*TASK A*
Check each statement against the discussion of pediatrics versus adult medicine and say whether it agrees, quoting the words that decide it: (i) the PICU fellow says an ear infection should usually get amoxicillin; (ii) the PICU fellow says social situations are much the same from one kid to the next; (iii) the PICU fellow cares for 40-year-olds in the Cardiac ICU at the children's hospital.
*TASK B*
Pick up the discussion of pediatrics versus adult medicine after its last sentence and continue it.

*SOURCE PASSAGE*
────────
Dunno, but i've always thought that peds you have to deal with overanxious and concerned parents whereas in medicine you don't. Also kids can be very annoying.

The good thing is "what you see is what you get", but i'd take a little fibbing from adults over the squeals and screams of children amongst the scoldings and endless questions of parents anyday.
 
I'm currently a PICU fellow, so I should be able to help.

Let's break this down for general pediatricians vs your standard internist:
On the whole, yes, generally more straight forward in terms of the medical care you'll provide from one kid to the next. While there are nuances, an ear infection should usually get amoxicillin. Social situations can be VERY different however, and, at least for me, one of the things I love about peds is that the same outward problem (respiratory distress for example) has very different causes, physiology and considerations depending on the patient's age - a 2 month old is different than a 2 year old is different than a 6 year old, is different than a 12 year old is different than an 18 year old.



As for specialty care, yes, things become more complex with kids - and in some cases I'd argue more complex than their adults. I like to rib my adult cardiology friends that their job is easy - blood goes where it's supposed to which is usually not the case in peds cardiology, which explains why I end up having to take care of 40 year olds who had surgeries as infants in my Cardiac ICU at the children's hospital.
────────
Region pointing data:
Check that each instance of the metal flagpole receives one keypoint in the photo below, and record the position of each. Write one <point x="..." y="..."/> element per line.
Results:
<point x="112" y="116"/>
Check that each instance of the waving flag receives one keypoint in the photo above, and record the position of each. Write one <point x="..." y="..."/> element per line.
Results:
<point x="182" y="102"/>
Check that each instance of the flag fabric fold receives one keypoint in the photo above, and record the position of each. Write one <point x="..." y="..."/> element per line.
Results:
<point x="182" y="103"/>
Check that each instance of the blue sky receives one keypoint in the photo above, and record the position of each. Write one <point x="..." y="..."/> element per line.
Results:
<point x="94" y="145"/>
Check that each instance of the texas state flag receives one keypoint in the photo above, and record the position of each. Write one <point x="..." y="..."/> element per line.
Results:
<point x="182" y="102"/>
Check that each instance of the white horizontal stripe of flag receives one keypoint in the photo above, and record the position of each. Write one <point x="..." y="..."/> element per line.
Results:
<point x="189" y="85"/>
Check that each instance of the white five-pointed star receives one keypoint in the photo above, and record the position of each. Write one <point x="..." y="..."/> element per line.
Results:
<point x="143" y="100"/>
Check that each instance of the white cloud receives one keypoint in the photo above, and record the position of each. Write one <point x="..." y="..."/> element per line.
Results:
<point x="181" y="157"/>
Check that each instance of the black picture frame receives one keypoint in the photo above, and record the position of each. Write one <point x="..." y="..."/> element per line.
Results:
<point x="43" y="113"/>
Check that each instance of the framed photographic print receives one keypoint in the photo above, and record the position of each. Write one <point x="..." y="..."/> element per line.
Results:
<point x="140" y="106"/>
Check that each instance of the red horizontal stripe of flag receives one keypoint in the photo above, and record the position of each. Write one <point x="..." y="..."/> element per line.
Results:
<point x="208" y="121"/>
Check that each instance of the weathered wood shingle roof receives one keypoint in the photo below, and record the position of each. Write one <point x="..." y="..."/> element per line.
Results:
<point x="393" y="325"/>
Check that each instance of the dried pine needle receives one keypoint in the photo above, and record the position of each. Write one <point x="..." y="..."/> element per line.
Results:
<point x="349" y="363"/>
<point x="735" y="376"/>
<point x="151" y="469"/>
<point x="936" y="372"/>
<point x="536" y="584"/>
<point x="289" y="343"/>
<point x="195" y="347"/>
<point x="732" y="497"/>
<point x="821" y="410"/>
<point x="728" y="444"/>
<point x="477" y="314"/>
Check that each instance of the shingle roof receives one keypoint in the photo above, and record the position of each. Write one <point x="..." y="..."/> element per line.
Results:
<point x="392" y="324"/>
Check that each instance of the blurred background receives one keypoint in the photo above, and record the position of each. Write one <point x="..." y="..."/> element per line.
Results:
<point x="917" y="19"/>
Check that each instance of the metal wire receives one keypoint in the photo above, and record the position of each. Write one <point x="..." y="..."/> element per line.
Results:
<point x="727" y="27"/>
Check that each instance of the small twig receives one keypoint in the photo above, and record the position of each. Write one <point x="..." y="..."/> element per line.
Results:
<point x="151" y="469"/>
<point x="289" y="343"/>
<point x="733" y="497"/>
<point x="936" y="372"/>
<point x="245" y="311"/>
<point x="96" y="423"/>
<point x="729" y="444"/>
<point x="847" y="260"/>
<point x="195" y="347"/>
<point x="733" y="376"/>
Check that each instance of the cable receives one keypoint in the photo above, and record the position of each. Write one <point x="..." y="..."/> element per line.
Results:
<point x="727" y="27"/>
────────
*TASK RESPONSE A*
(i) Yes: "an ear infection should usually get amoxicillin."
(ii) No: "Social situations can be VERY different however"
(iii) Yes: "I end up having to take care of 40 year olds who had surgeries as infants in my Cardiac ICU at the children's hospital."

*TASK RESPONSE B*
Are PICU patients easier? To some extent yes- the typical mortality rate for a PICU should be about 4%, compared to 25-40% you see in the MICU not infrequently. But again, once a patient becomes critically ill, they're going to be complex regardless if their 9 months or 90 years. And I promise you, no internist on earth wants to take care of the little 400 gram, 23 week gestation micro-preemies. I can't even imagine the look on an adult intensivists' face when you tell them they only have 60-75 ml of IV fluid to work with for the entire day!

Lastly, I'd say that the most medically complex pediatric patient can certainly eclipse the medical complexity of an adult. If you've got bad genetic substrate...well that can affect every organ system and easily involve not only numerous medical specialties but surgical services as well.

If you're trying to decide between the two fields, I'd ignore medical complexity and focus on the patients themselves. If you don't like kids (or in my case, adults), it's not going to matter what the medicine is...
 
The vast majority of children are healthy and grow up to become the average internal medicine patient. The majority of children seen in subspecialty care in large quaternary children's hospitals can be extremely complicated, and I would argue more complicated than adult patients. Our kids have metabolic/genetic/congenital/syndromic problems that lead to multiple organ systems that are impacted. And because their illnesses are life-limiting, or because they are so complicated only pediatricians feel comfortably with them, they may stay with their pediatric providers for their whole lives. Often, if they transition to adult providers, they will stay with doctors who specifically specialize in "transition." We see all the "zebra" diagnoses.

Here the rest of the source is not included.